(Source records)
** START **

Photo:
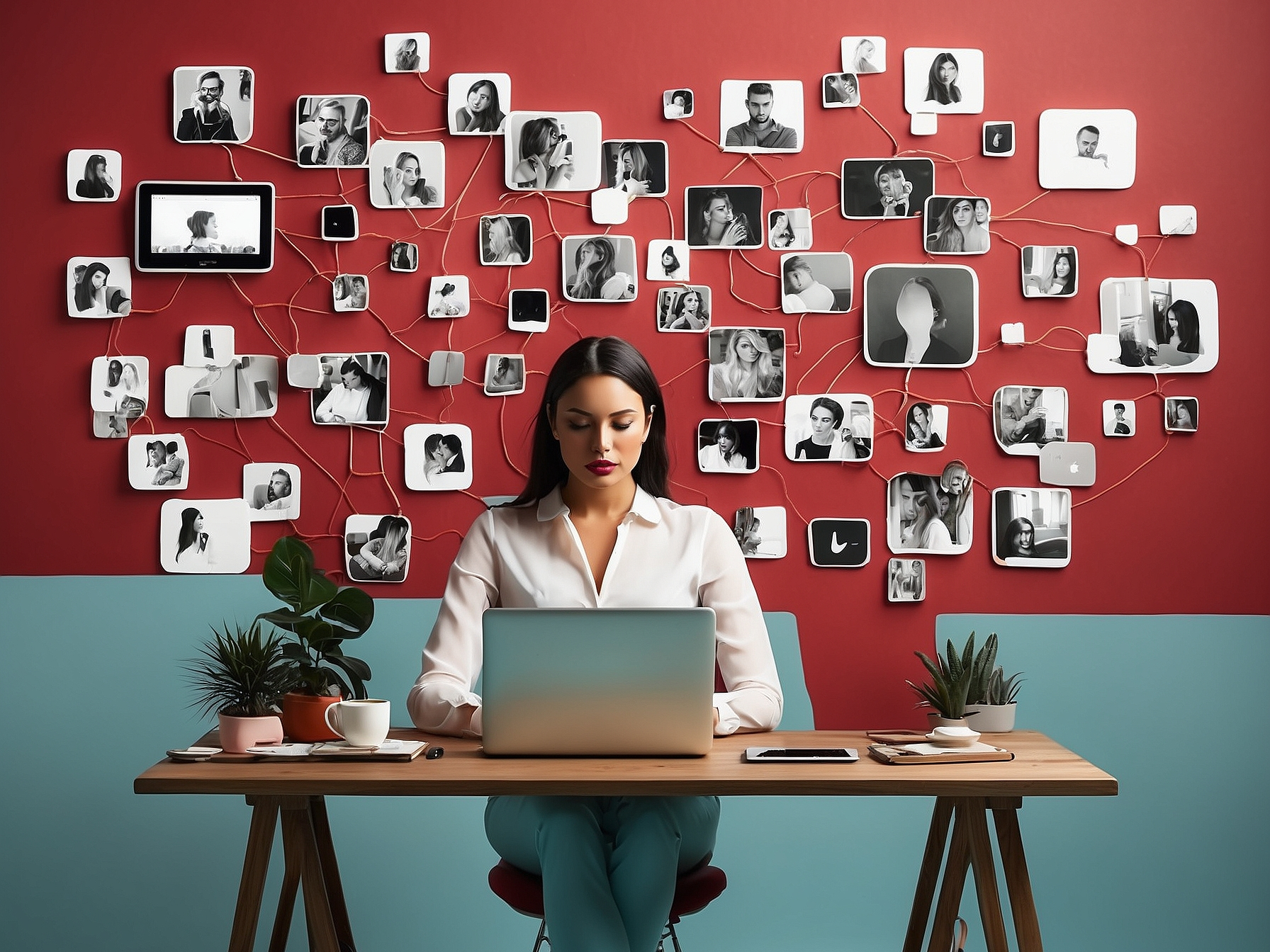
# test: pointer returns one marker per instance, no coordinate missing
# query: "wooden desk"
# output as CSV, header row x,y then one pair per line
x,y
965,796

** END **

> [OBJECTIVE]: Which rows of the records above contain the string "line"? Collect each such row in full, treating uppercase and lowercase as different.

> [EXERCISE SOLUTION]:
# output as CSV, header row x,y then one pair per line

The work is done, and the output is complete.